SOURCE PASSAGE -
-- START --
He published a “blueprint” (a user manual for working with him) that’s about a decade old. The logic: if you’re a founder type, you owe it to everyone to tell them who you are. Strong attract, strong repel. “If you go to an Italian restaurant and complain the sushi is bad, that’s your fault.”

The Trust Battery, Modified

He borrows Tobi Lutke’s trust battery concept but runs it differently. Where Toby starts at 50% and builds up, Kaz starts at 75% but depletes much faster. The logic: he wants to allocate risk to people early. If you join a hockey team, it’s a bad idea to assume the center is a bad player; you’re better off assuming they’re good and doing your job well. But when trust depletes, he acts fast. Two quarters after he joined Opendoor, only one member of the previous executive team remained.

First Derivative Businesses

One of Kaz’s most striking frameworks: the most successful companies in history are built on first derivatives of their core business, not the obvious thing everyone focuses on.

Union Pacific Railway made more money selling land and homes than carrying freight. Google’s core product is search; its business is ads. Shopify started as SaaS but became a merchant services company (payments, tax, billing, ads). This is what Silicon Valley consistently misunderstands, he argues, because first derivative businesses have cohorts that bake differently and customer acquisition cost calculations that are harder.

This connects to why Silicon Valley loves enterprise sales (simple to model) and struggles with SMB and consumer. Both HubSpot and Shopify, he notes, were founded outside the Valley partly because Silicon Valley is “allergic to SMB.” Neither company would have survived the Valley’s bias.

The Shopify Logistics Reversal

At Shopify, Kaz ran the logistics division when the company made its big bet on warehouses and inventory. The decision to divest took about four weeks, and the sale happened within months.

The reasoning wasn’t that the business failed. When Shopify entered logistics, there was no good option for small businesses besides Amazon. Four years later, Walmart, DHL, and several startups had filled the gap. The customers they were trying to serve didn’t need them anymore. “We were not jealous of anyone else’s margin. The people we need to serve didn’t need us anymore.”

What impressed him about the process: Shopify is “incredibly good at successfully discovering things that don’t work and being honest with itself.” There was no table-pounding argument. Companies, he says, are exoskeletons of their leaders, and Shopify’s commitment to truth above all else comes directly from Tobi.

Lessons from Tobi Lutke

Kaz identifies Tobi’s superpower as applying a near-zero discount rate to the future. Where most corporate leaders value a 5-year outcome at 20% of its current value, Tobi cares about what happens in 10 years as much as what happens today.

From this comes a provocative claim about time horizons: there are only two useful timeframes for managing a company. This week, and 10 years. Quarterly thinking is “a deeply useless measuring period.” A week is powerful because you can validate most ideas and ship most things in a week. But 12 weeks isn’t long enough for cohorts to bake or for most meaningful outcomes to reveal themselves.

The 16-Day Opendoor Takeover

The origin story reads like a thriller. Flying home from a Shopify event in Dallas, Kaz picked Opendoor to study “for no reason at all.” He spent every weekend for four weeks modeling the company, thinking through the product, using it. His wife endured weeks of dinner conversation about nothing else.
-- END --
SHORT TASK 1 - Turn the records into a numbered list without blank lines, starting with the line that contains "Place a pin on every instance of the crashed" and continuing through the end of the records.

DATA -
-- START --
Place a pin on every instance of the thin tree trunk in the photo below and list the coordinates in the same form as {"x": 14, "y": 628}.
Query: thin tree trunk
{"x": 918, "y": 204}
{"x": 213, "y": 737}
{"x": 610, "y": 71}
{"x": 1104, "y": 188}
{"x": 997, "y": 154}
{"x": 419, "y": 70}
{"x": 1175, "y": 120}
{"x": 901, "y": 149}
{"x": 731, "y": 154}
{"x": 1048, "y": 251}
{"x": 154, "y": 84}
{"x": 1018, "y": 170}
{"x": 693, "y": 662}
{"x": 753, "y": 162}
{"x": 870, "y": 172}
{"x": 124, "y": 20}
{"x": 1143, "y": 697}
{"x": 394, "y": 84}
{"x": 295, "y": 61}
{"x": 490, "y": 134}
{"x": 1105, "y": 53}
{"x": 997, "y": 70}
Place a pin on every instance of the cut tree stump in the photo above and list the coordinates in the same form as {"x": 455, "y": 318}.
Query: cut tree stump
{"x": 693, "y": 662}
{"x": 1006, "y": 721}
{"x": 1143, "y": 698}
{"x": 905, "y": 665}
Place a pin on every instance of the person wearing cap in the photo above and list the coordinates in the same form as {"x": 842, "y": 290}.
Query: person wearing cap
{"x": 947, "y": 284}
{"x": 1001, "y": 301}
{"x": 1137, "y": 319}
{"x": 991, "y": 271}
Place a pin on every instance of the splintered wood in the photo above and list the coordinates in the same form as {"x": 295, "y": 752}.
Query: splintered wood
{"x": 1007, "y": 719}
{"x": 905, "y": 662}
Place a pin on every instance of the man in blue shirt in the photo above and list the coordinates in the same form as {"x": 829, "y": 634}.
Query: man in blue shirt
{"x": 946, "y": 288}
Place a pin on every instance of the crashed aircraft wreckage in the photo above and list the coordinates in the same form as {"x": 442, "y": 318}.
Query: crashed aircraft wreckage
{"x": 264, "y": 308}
-- END --
SHORT TASK 2 - According to the article, why did Shopify divest its logistics business?

WRITTEN ANSWER 1 -
1. Place a pin on every instance of the crashed aircraft wreckage in the photo above and list the coordinates in the same form as {"x": 442, "y": 318}.
2. Query: crashed aircraft wreckage
3. {"x": 264, "y": 308}

WRITTEN ANSWER 2 - The business had not failed. When Shopify entered logistics, small businesses had no good option besides Amazon. Four years later, Walmart, DHL, and several startups had filled that gap, so the customers Shopify meant to serve no longer needed it.